Quoted passage:
>> start

Thank you Don Lucas for starting this thread!
I am glad I am not the only one that has questioned the statement, "blue water capable".
Generally speaking most people refer to the tankage and storage capabilities of a vessel as whether it is 'blue water capable'. Well, water and fuel will get contaminated. Water makers will malfunction. Keeping your diesel tank full is your best insurance against algae and sludge. The bigger tank, the more air space, the more condensation and algae food. Thus imho, several smaller potable water tanks, or even many one gallon jugs stowed equally around your boat to evenly distribute the weight. At least two smaller fuel tanks, independantly feeding your primary filters,is better than one big one. Again evening out the load. Fuel and water is the heaviest things you will ship. I still question huge fuel tanks on sailboats and the mentality of firing the steel genny when speed drops below 3 Knots, you ain't cruisin. I know there are doldrums and light wind, but with proper planning and mapping and picking correct seasons, this problem should be minimized. The skill of route planning and choosing correct seasons and not being in a hurry.

>> end

Exercise objective:
Summarize the post on "blue water capable" boats in two sentences. The entries that follow were drawn from a separate source.

Image location labeling entries

>> start

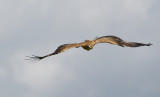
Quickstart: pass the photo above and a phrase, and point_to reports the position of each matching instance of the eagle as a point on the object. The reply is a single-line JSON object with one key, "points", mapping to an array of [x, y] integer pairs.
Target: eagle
{"points": [[89, 44]]}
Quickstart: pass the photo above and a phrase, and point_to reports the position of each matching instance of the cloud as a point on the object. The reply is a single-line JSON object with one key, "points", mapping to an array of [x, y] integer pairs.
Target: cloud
{"points": [[38, 75]]}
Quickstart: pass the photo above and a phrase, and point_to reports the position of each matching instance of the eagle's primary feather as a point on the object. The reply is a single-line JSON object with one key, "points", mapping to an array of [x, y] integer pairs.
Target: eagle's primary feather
{"points": [[89, 44]]}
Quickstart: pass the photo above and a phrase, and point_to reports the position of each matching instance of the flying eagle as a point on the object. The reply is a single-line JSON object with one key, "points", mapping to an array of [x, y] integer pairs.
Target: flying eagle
{"points": [[89, 44]]}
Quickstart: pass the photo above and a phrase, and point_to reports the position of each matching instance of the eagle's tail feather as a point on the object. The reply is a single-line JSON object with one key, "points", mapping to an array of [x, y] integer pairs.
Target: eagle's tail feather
{"points": [[135, 44]]}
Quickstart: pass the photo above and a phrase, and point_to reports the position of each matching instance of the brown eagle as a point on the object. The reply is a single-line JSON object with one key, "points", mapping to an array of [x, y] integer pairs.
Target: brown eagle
{"points": [[89, 44]]}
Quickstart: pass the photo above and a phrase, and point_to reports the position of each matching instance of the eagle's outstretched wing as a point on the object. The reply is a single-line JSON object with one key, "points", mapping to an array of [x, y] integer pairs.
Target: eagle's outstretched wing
{"points": [[118, 41], [89, 44], [60, 49]]}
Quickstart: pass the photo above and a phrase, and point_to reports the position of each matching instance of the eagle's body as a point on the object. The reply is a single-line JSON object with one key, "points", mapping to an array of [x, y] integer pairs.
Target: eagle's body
{"points": [[89, 44]]}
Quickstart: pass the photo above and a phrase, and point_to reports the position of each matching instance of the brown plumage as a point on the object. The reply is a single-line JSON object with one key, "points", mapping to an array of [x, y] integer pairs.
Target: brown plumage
{"points": [[89, 44]]}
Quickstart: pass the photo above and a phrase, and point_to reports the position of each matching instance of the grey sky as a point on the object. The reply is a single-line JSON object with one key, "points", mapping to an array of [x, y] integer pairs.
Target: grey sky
{"points": [[40, 26]]}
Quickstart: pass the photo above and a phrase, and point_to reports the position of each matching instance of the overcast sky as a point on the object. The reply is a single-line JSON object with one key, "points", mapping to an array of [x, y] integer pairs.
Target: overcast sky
{"points": [[40, 26]]}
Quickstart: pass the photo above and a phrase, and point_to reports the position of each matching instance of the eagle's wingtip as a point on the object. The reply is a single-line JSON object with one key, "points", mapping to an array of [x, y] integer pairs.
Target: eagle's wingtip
{"points": [[149, 44]]}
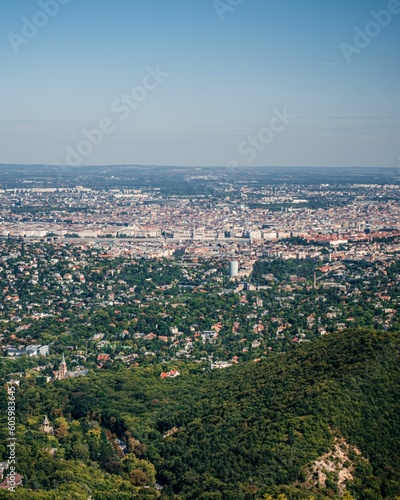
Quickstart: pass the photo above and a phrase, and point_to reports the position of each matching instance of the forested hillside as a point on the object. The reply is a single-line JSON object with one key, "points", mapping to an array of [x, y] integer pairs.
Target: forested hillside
{"points": [[241, 433]]}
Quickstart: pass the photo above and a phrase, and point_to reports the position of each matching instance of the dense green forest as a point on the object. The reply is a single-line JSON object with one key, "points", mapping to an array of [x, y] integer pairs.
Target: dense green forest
{"points": [[249, 431]]}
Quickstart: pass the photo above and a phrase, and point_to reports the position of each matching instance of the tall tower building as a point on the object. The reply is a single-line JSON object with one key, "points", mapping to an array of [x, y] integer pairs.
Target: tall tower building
{"points": [[233, 268], [62, 371]]}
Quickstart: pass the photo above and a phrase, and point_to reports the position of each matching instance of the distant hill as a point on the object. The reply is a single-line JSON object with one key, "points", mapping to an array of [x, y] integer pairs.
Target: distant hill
{"points": [[320, 420]]}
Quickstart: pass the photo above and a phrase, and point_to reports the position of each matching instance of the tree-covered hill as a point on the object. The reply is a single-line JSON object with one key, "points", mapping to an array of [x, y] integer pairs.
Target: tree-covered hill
{"points": [[244, 432]]}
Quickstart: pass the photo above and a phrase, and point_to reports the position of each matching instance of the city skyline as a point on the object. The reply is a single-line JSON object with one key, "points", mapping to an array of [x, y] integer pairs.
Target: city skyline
{"points": [[217, 76]]}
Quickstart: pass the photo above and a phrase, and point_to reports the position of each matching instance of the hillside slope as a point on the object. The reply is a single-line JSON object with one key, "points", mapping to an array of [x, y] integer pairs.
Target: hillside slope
{"points": [[318, 420]]}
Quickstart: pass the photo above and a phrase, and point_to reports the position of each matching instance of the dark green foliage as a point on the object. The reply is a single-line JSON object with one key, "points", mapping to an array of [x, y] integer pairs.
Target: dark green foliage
{"points": [[238, 433]]}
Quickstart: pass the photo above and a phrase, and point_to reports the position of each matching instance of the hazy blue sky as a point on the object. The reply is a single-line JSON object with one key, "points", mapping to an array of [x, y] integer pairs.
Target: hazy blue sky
{"points": [[228, 76]]}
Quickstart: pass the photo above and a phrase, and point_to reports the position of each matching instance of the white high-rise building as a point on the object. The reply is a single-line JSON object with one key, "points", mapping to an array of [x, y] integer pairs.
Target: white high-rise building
{"points": [[233, 268]]}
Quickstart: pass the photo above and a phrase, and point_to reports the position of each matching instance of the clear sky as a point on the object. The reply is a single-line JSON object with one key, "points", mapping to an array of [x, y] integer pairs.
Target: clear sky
{"points": [[232, 71]]}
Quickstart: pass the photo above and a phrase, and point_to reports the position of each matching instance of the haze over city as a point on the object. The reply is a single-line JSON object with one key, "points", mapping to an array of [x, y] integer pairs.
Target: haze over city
{"points": [[228, 68]]}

>> end

Finished exercise:
The writer questions the common practice of judging whether a vessel is "blue water capable" by its tankage and storage, pointing out that water and fuel get contaminated and that bigger tanks leave more air space, condensation, and algae food. Instead, the writer prefers several smaller water tanks or jugs and at least two smaller fuel tanks spread evenly around the boat to balance the weight, questions huge fuel tanks on sailboats, and argues that careful route planning, choosing the right seasons, and not being in a hurry should minimize trouble from doldrums and light wind.